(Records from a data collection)

== == ==

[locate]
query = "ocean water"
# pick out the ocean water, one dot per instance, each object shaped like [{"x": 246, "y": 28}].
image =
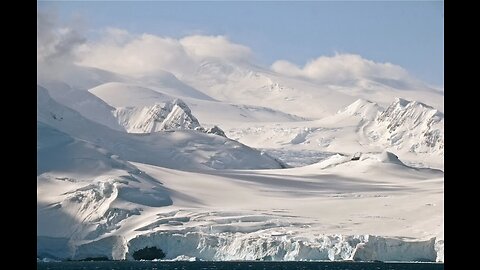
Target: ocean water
[{"x": 148, "y": 265}]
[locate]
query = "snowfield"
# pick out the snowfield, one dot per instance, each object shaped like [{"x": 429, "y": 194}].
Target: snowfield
[{"x": 127, "y": 163}]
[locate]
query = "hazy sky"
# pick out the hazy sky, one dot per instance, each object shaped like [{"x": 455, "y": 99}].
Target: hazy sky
[{"x": 405, "y": 33}]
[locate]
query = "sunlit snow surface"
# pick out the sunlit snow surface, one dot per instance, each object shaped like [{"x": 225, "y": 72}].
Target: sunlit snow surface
[{"x": 123, "y": 164}]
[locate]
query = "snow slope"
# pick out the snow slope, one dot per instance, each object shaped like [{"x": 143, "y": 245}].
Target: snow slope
[
  {"x": 309, "y": 213},
  {"x": 185, "y": 149},
  {"x": 192, "y": 194}
]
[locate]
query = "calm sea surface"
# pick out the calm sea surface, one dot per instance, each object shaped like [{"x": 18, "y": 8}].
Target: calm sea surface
[{"x": 236, "y": 265}]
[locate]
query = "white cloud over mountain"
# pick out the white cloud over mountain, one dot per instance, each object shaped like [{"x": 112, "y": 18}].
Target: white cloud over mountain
[{"x": 340, "y": 68}]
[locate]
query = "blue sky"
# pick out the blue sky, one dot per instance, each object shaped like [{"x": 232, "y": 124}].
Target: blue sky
[{"x": 406, "y": 33}]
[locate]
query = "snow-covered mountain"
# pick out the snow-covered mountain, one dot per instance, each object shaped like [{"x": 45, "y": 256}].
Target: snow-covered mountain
[
  {"x": 409, "y": 125},
  {"x": 171, "y": 161}
]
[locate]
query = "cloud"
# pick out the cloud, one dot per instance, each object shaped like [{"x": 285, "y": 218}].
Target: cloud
[
  {"x": 122, "y": 52},
  {"x": 341, "y": 68},
  {"x": 57, "y": 44},
  {"x": 200, "y": 47},
  {"x": 145, "y": 54}
]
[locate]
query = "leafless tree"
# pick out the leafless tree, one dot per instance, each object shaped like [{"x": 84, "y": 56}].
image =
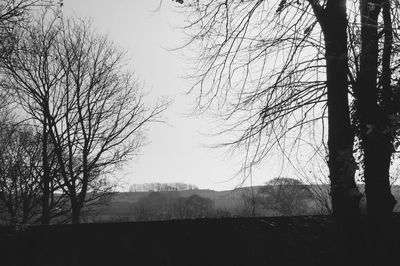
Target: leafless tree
[
  {"x": 75, "y": 84},
  {"x": 272, "y": 70}
]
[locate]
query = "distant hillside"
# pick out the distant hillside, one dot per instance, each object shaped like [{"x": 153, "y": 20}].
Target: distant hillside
[{"x": 122, "y": 207}]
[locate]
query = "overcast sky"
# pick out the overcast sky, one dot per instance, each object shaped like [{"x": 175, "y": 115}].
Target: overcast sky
[{"x": 176, "y": 152}]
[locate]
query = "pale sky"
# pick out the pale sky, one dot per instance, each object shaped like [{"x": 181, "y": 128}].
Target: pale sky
[{"x": 176, "y": 152}]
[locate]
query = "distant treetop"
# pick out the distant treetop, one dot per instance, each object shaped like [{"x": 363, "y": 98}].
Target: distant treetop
[{"x": 161, "y": 187}]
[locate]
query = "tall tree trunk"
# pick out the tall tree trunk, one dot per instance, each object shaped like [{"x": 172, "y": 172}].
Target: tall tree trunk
[
  {"x": 45, "y": 219},
  {"x": 76, "y": 210},
  {"x": 375, "y": 134},
  {"x": 341, "y": 163}
]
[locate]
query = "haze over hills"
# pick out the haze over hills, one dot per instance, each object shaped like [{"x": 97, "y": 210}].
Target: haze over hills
[{"x": 164, "y": 205}]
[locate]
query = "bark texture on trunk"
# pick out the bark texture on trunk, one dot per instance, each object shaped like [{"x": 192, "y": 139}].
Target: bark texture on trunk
[
  {"x": 45, "y": 219},
  {"x": 374, "y": 110},
  {"x": 341, "y": 163}
]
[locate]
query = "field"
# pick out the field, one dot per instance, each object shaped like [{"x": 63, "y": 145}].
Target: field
[
  {"x": 121, "y": 207},
  {"x": 307, "y": 240}
]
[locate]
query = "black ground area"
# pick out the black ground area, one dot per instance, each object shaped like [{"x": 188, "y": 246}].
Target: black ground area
[{"x": 308, "y": 240}]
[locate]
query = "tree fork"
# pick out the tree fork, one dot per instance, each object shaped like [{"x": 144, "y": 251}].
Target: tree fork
[
  {"x": 375, "y": 133},
  {"x": 341, "y": 163}
]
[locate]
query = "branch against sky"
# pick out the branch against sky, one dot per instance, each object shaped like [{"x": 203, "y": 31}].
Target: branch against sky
[
  {"x": 261, "y": 70},
  {"x": 74, "y": 82}
]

== == ==

Try it: The preceding entries are to be returned verbatim, with every picture excluded.

Task response:
[locate]
query = "ocean water"
# pick out the ocean water, one dot per instance, each object shaped like [{"x": 246, "y": 28}].
image =
Target: ocean water
[{"x": 148, "y": 265}]
[locate]
query = "snowfield"
# pick out the snowfield, one dot per instance, each object shaped like [{"x": 429, "y": 194}].
Target: snowfield
[{"x": 127, "y": 163}]
[locate]
query = "hazy sky"
# pick out the hazy sky, one dot per instance, each object shaped like [{"x": 455, "y": 99}].
Target: hazy sky
[{"x": 405, "y": 33}]
[locate]
query = "sunlit snow surface"
# pick out the sunlit snow surface, one dot per instance, each object shaped like [{"x": 225, "y": 72}].
Target: sunlit snow surface
[{"x": 123, "y": 164}]
[locate]
query = "snow slope"
# pick out the snow slope, one dot per instance, each object shaped like [{"x": 143, "y": 245}].
Target: snow slope
[
  {"x": 309, "y": 213},
  {"x": 185, "y": 149},
  {"x": 192, "y": 194}
]
[locate]
query = "calm sea surface"
# pick out the calm sea surface, one dot per instance, each object shaped like [{"x": 18, "y": 8}].
Target: calm sea surface
[{"x": 236, "y": 265}]
[locate]
query = "white cloud over mountain"
# pick out the white cloud over mountain, one dot per instance, each object shaped like [{"x": 112, "y": 18}].
Target: white cloud over mountain
[{"x": 340, "y": 68}]
[locate]
query = "blue sky"
# pick out the blue sky, one dot per instance, each object shaped like [{"x": 232, "y": 124}].
Target: blue sky
[{"x": 406, "y": 33}]
[locate]
query = "snow-covered mountain"
# pick out the snow-covered mountain, one dot per instance, each object shaped like [{"x": 45, "y": 256}].
Target: snow-covered mountain
[
  {"x": 409, "y": 125},
  {"x": 171, "y": 161}
]
[locate]
query = "cloud"
# pick out the cloud, one dot per instance, each object shaped like [{"x": 285, "y": 218}].
Target: cloud
[
  {"x": 122, "y": 52},
  {"x": 341, "y": 68},
  {"x": 57, "y": 44},
  {"x": 200, "y": 47},
  {"x": 145, "y": 54}
]
[locate]
query = "leafless tree"
# pick out the leafless tree, one dot per instance, each object shaped like [{"x": 84, "y": 56}].
image =
Target: leafless tree
[
  {"x": 75, "y": 84},
  {"x": 272, "y": 70}
]
[locate]
query = "distant hillside"
# pick out the distant hillside, one dot per instance, each object shaped like [{"x": 153, "y": 20}].
Target: distant hillside
[{"x": 122, "y": 207}]
[locate]
query = "overcast sky"
# pick out the overcast sky, one dot per instance, each object shaped like [{"x": 175, "y": 115}].
Target: overcast sky
[{"x": 176, "y": 152}]
[locate]
query = "pale sky"
# pick out the pale sky, one dot per instance, each object shaped like [{"x": 181, "y": 128}].
Target: pale sky
[{"x": 176, "y": 152}]
[locate]
query = "distant treetop"
# pick out the distant treetop, one dot per instance, each object shaped like [{"x": 363, "y": 98}].
Target: distant treetop
[{"x": 161, "y": 187}]
[locate]
query = "tall tree trunk"
# pick out the tall tree trunk, one dot per instance, each object shaped like [{"x": 172, "y": 172}].
Target: tall tree trunk
[
  {"x": 45, "y": 219},
  {"x": 76, "y": 210},
  {"x": 375, "y": 134},
  {"x": 341, "y": 163}
]
[locate]
query = "haze over hills"
# pick out the haze over hills, one dot per instance, each object shaped like [{"x": 97, "y": 210}].
Target: haze over hills
[{"x": 164, "y": 205}]
[locate]
query = "bark texture on trunk"
# pick out the bark texture on trunk, one dot per instance, each object shaped like [{"x": 192, "y": 139}].
Target: bark texture on trunk
[
  {"x": 45, "y": 219},
  {"x": 374, "y": 110},
  {"x": 341, "y": 163}
]
[locate]
query = "field"
# pick out the field, one dot per instance, each object shaped like [{"x": 63, "y": 145}].
Target: field
[
  {"x": 121, "y": 207},
  {"x": 307, "y": 240}
]
[locate]
query = "black ground area"
# pick out the black ground area, one dot per instance, each object shaped like [{"x": 188, "y": 246}].
Target: black ground area
[{"x": 308, "y": 240}]
[locate]
query = "tree fork"
# pick out the tree fork, one dot per instance, each object shaped like [{"x": 144, "y": 251}].
Target: tree fork
[
  {"x": 375, "y": 133},
  {"x": 341, "y": 163}
]
[locate]
query = "branch against sky"
# pick out the branch against sky, one dot per instance, each object shaped like [{"x": 203, "y": 31}].
Target: branch against sky
[
  {"x": 261, "y": 70},
  {"x": 74, "y": 82}
]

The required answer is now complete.